Raw data:
· · ·

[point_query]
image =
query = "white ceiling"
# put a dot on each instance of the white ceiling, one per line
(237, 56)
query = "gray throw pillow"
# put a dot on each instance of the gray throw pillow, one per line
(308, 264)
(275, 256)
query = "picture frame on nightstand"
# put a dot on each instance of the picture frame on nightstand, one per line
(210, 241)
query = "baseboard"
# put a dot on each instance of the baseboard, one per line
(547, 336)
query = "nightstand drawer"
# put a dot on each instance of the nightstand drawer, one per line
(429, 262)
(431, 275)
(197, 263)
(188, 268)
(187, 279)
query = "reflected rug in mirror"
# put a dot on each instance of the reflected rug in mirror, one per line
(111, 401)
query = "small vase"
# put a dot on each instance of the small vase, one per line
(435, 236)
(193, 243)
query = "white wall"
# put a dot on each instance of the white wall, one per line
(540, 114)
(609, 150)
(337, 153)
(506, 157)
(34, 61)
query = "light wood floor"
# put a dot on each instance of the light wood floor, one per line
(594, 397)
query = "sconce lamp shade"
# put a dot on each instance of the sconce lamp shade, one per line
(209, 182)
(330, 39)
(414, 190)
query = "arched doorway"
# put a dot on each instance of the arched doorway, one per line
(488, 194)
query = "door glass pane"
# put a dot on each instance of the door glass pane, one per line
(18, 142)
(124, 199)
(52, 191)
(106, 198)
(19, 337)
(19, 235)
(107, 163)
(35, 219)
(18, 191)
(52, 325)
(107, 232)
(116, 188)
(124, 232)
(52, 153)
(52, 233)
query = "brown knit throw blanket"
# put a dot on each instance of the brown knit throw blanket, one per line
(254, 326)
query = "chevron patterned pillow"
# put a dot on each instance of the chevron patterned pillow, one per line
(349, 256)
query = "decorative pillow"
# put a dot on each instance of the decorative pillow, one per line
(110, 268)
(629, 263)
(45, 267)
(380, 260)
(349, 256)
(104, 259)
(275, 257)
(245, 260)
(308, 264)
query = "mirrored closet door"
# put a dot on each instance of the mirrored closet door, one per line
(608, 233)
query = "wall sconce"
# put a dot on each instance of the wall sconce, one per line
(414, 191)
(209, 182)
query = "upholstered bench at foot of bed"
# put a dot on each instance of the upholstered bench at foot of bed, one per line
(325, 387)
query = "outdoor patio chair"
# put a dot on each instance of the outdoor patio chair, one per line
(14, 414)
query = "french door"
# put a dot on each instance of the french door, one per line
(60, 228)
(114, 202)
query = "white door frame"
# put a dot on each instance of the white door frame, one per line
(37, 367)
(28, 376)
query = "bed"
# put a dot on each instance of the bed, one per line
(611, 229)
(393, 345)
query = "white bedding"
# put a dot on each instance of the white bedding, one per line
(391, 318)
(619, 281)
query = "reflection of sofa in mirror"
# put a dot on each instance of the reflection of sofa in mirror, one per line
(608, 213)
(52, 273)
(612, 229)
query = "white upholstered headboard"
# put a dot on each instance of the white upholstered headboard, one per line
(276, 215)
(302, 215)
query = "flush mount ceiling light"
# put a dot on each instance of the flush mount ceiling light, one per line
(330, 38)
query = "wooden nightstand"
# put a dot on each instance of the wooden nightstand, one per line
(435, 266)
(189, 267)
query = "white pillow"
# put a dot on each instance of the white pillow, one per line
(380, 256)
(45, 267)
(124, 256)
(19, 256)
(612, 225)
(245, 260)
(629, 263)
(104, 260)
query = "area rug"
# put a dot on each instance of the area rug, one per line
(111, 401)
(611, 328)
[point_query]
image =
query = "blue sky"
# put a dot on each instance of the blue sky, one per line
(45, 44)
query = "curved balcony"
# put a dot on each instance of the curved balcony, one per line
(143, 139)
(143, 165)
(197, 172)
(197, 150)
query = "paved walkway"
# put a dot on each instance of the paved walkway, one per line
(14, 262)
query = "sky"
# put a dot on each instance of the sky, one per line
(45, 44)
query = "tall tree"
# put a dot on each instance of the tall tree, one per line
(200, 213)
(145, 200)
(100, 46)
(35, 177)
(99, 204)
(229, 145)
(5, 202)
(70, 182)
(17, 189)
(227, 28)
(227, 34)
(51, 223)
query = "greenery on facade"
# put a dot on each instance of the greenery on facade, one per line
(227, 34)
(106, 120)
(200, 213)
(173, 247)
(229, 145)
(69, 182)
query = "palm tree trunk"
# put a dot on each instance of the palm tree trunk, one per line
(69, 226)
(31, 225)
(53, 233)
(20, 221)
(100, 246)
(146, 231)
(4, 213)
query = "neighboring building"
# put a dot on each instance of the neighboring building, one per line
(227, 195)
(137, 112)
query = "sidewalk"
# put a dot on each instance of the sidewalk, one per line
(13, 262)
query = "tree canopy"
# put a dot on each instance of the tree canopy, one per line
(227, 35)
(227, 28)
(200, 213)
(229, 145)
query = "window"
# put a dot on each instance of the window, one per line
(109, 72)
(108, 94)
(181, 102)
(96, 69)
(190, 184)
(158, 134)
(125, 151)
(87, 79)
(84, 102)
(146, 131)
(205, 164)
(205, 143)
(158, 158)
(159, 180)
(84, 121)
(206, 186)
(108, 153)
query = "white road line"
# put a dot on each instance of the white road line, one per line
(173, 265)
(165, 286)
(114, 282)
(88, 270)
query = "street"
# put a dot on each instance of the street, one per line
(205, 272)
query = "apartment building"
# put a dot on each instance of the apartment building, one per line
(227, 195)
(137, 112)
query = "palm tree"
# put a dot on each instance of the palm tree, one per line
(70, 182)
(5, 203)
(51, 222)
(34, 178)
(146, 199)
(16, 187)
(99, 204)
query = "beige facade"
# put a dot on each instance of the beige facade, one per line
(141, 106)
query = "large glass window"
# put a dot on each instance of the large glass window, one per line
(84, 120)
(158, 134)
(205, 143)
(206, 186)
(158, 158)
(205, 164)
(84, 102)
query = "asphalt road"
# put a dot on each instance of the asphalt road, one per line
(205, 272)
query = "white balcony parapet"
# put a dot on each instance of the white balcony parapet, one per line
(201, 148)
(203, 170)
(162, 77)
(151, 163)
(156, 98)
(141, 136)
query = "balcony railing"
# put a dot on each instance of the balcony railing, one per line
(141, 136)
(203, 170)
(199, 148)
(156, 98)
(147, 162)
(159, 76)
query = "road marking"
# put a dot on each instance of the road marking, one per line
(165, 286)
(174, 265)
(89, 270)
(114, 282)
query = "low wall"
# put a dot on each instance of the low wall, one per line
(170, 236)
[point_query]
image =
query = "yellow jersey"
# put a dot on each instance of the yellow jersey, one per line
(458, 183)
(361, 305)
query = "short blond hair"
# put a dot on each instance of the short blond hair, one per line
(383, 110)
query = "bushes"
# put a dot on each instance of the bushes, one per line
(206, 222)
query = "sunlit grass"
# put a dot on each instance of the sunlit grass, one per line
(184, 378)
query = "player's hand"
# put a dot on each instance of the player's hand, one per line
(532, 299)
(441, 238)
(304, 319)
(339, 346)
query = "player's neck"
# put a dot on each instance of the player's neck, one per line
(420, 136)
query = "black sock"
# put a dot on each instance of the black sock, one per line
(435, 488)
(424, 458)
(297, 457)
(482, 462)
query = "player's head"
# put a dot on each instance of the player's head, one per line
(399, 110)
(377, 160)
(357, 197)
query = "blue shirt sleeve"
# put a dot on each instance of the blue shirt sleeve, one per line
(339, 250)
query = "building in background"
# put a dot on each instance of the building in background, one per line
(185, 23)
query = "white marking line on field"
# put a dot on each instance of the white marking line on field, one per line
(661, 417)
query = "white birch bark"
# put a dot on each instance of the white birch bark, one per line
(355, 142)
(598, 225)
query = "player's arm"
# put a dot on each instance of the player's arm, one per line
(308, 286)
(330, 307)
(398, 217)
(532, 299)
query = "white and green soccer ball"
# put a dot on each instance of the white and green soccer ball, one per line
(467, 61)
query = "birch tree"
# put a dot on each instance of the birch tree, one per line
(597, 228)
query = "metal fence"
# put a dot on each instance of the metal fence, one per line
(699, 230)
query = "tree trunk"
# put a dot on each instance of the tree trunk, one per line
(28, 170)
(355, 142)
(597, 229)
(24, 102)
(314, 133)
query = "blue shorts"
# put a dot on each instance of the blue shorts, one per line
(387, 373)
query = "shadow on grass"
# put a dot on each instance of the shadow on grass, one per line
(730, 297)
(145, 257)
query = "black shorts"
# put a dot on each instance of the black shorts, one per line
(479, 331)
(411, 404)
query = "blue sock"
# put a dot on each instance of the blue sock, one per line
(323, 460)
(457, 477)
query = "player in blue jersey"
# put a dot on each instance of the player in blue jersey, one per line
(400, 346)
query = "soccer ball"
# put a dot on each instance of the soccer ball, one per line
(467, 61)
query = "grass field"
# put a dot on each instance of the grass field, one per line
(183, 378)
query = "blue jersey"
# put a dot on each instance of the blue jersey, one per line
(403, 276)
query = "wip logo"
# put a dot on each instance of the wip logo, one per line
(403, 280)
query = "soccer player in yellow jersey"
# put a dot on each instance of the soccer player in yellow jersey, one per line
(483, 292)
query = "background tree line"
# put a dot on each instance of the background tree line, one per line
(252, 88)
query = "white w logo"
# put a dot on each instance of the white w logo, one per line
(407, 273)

· · ·

Exercise instructions:
Which lines of the entries above contain the string "beige"? Pull out each of them in full.

Final answer:
query = "beige facade"
# put a dot on each instance of the beige facade, one per line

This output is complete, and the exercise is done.